# Written instruction
Copy the material word for word, starting with the line that contains "Every instance of the yellow rubber" and going on through the line that contains "pixel 254 150". Include both of those lines and nothing outside them.

# Information supplied
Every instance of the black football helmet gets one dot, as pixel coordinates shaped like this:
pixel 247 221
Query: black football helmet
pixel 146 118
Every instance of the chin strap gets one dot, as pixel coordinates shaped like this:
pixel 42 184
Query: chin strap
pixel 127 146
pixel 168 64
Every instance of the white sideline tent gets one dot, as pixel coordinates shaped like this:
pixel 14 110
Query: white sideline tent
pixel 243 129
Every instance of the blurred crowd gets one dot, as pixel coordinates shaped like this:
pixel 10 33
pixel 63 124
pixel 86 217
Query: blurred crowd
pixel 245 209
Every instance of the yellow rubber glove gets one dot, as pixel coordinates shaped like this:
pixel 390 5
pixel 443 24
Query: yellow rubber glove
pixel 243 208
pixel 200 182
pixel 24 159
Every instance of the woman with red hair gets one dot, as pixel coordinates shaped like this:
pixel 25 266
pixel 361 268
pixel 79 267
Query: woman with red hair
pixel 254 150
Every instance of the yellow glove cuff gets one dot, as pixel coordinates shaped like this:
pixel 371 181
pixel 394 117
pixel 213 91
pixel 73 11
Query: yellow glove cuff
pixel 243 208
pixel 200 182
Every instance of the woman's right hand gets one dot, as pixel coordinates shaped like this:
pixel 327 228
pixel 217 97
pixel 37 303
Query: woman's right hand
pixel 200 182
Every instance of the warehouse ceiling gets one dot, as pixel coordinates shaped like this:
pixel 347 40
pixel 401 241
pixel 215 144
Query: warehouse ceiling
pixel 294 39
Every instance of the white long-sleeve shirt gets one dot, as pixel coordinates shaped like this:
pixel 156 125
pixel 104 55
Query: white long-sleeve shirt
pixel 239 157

# Exercise response
Every instance of the yellow rubber glove gets one dot, as pixel coordinates shaped like this:
pixel 390 5
pixel 443 24
Query: yellow rubber glove
pixel 243 208
pixel 200 182
pixel 24 159
Every instance of the woman with red hair gets one dot, as pixel coordinates shaped like this:
pixel 25 266
pixel 361 268
pixel 79 267
Query: woman with red hair
pixel 254 150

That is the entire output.